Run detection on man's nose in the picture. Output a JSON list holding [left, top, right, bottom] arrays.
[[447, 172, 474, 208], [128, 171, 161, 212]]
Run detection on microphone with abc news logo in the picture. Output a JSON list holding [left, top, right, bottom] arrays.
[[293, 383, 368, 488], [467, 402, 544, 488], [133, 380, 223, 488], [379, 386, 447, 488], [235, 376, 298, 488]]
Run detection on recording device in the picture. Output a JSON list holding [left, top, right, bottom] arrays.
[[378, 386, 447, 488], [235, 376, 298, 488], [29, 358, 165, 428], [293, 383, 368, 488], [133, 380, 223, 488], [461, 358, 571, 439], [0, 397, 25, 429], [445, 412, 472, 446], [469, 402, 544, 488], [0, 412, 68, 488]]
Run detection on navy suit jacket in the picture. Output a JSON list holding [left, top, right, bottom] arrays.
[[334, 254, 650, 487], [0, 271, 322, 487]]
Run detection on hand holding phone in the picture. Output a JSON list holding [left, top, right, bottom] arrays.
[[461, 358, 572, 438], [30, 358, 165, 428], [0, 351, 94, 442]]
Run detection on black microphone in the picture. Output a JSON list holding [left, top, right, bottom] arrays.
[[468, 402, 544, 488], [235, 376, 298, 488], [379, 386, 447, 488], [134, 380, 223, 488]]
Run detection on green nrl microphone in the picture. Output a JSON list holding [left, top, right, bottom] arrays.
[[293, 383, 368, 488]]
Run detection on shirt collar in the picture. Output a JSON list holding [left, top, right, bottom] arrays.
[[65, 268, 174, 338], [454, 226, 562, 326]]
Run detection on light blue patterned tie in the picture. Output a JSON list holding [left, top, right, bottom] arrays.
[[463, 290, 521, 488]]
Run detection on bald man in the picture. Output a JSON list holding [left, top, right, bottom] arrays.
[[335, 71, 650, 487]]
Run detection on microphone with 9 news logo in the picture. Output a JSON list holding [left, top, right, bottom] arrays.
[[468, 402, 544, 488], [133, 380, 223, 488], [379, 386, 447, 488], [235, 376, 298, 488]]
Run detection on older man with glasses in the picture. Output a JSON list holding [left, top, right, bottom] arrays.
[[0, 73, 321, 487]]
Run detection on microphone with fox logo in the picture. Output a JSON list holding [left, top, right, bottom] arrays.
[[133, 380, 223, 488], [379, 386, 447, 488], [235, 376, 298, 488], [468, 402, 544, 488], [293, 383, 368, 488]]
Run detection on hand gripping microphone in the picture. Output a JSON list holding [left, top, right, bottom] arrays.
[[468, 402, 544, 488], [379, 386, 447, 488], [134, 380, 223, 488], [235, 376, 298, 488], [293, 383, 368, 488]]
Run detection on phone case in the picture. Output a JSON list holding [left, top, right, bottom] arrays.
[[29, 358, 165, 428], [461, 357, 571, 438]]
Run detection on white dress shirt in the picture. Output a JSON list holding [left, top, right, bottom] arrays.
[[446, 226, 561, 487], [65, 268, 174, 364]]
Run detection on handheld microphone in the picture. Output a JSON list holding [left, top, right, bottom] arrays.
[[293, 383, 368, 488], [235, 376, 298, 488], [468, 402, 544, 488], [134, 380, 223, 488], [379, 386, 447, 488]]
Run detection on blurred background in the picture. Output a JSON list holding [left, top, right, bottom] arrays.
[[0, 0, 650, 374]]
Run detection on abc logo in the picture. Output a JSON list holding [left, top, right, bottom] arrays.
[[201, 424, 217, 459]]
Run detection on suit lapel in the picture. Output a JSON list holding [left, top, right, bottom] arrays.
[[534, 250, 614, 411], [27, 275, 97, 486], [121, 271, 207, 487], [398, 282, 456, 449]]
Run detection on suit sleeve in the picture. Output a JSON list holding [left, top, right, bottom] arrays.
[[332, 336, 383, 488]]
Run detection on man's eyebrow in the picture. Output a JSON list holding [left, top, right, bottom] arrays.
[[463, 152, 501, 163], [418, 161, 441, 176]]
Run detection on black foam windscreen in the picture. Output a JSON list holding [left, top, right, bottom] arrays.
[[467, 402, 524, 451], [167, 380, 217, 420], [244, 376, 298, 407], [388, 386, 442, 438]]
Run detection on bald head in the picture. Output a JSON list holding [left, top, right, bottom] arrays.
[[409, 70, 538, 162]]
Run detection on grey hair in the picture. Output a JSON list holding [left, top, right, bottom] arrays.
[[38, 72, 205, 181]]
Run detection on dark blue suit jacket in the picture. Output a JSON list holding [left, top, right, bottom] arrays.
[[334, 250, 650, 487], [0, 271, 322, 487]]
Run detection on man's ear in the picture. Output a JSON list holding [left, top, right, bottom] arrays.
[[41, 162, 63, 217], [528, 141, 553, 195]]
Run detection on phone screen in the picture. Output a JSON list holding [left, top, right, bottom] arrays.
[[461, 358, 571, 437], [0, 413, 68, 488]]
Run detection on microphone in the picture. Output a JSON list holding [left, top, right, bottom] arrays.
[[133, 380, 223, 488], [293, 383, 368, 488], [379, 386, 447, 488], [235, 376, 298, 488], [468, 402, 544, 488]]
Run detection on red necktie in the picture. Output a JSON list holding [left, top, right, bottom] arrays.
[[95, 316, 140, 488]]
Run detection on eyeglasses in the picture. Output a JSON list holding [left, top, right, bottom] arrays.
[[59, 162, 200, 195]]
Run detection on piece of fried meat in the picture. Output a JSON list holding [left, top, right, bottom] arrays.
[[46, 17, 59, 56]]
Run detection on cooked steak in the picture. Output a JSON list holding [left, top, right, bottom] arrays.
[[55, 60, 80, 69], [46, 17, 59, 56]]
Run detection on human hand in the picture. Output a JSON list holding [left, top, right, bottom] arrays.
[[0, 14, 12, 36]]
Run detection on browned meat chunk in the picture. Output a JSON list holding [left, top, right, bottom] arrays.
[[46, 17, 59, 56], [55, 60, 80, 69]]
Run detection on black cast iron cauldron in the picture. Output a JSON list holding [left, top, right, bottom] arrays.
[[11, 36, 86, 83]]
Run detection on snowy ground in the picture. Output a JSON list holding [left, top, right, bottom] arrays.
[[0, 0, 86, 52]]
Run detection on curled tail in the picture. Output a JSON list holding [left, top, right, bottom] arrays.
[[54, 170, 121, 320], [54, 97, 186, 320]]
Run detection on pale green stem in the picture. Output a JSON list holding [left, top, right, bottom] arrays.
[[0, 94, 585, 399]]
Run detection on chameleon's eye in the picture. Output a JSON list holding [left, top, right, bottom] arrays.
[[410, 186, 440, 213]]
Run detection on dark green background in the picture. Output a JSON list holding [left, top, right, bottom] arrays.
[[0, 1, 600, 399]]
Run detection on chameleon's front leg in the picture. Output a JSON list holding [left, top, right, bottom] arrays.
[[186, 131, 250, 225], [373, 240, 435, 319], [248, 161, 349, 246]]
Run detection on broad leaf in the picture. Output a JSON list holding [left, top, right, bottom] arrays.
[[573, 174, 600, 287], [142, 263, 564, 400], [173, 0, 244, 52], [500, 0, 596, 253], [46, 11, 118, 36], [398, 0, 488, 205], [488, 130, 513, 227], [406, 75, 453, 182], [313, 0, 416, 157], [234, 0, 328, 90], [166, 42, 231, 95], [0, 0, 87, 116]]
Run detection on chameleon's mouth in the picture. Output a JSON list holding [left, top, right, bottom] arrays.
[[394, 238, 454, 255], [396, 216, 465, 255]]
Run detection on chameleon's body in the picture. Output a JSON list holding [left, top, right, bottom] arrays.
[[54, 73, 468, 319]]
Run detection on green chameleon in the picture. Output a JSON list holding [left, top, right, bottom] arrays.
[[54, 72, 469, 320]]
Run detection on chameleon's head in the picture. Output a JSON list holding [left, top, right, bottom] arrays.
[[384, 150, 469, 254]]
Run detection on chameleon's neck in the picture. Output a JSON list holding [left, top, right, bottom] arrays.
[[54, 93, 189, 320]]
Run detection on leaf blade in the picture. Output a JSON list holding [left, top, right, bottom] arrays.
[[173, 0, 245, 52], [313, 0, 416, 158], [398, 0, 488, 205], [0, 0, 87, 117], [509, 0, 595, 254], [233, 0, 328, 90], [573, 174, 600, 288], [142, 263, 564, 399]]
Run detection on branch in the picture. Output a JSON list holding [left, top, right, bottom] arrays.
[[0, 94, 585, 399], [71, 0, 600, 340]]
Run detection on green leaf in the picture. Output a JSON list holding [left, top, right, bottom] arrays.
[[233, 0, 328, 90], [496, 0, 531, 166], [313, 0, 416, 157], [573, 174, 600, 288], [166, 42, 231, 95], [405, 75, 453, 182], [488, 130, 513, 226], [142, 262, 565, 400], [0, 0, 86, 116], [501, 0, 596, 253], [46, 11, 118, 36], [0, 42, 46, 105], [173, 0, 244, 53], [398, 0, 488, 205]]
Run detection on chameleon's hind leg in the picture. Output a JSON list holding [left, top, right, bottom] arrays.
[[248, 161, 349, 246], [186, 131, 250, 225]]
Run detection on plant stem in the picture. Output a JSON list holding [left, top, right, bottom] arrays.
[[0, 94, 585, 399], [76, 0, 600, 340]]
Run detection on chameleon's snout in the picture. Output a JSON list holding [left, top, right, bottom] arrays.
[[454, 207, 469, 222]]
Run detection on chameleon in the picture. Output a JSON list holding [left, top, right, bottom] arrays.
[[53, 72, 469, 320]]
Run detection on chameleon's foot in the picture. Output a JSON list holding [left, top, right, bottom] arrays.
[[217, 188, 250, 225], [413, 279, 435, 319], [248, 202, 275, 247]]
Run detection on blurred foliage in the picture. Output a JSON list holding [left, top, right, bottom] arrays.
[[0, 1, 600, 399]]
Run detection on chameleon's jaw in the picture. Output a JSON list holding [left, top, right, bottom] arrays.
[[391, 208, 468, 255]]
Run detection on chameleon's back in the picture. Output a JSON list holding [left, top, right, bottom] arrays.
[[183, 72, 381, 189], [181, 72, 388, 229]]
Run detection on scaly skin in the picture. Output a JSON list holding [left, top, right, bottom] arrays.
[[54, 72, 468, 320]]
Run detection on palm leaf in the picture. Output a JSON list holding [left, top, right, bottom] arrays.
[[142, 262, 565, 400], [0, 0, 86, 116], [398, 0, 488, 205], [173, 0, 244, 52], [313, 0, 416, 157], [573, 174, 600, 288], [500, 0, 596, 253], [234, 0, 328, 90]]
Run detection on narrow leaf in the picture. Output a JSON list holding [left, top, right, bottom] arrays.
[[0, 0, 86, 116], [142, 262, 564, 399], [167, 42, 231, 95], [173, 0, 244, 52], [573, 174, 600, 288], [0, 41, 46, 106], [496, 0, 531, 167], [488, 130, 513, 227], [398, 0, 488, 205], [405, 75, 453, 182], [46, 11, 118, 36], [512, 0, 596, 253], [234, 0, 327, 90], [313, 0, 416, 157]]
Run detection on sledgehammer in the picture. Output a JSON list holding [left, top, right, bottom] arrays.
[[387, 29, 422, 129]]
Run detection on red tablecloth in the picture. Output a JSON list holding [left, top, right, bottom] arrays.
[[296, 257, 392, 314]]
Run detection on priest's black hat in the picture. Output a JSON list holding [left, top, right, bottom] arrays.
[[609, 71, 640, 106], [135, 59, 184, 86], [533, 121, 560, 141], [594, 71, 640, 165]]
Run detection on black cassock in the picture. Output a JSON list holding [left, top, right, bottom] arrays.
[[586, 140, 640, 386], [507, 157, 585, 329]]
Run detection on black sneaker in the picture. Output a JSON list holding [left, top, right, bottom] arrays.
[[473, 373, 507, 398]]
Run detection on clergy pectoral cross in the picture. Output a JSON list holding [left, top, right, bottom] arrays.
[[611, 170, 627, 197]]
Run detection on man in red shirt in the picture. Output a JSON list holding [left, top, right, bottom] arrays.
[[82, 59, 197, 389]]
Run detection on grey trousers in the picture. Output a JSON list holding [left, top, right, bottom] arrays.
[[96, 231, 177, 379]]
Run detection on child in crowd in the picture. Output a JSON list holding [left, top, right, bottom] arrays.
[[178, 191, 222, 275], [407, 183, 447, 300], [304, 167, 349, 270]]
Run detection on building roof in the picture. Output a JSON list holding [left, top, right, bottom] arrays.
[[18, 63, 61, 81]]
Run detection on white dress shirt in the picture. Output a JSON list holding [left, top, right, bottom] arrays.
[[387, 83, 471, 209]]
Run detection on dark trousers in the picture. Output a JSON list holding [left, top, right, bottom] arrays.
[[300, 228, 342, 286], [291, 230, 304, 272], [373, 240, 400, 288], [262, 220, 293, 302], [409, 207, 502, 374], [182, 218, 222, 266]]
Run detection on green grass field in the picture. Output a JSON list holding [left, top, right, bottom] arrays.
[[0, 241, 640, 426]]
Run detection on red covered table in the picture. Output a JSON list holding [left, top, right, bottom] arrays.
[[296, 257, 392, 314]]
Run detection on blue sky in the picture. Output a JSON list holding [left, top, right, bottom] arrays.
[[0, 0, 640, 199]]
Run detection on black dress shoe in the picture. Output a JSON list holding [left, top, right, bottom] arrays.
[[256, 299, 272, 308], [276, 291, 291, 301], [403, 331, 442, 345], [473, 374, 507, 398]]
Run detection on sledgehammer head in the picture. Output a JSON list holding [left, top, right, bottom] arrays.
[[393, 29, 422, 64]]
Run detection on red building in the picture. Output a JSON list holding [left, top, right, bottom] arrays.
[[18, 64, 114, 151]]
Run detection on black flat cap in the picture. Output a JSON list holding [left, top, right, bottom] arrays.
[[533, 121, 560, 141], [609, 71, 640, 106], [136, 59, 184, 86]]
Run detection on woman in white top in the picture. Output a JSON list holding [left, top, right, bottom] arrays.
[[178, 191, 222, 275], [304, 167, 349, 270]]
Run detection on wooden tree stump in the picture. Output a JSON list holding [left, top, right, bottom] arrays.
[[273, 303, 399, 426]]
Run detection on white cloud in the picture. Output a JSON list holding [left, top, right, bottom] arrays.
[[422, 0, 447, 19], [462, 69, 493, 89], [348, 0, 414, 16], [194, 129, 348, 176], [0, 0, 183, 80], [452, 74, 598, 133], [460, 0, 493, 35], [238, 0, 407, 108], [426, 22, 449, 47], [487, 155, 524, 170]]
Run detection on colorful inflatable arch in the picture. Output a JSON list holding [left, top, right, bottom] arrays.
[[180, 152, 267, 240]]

◆ **Short problem**
Pull out every line in the entries above that contains the string "trousers" and copy each one in full.

◆ **Task response**
Run detection on grey trousers in the picture. Output a JSON list holding [left, top, right, bottom] arrays.
Run detection on dark trousers in the picture. Output a JSON list holding [left, top, right, bottom] arrays.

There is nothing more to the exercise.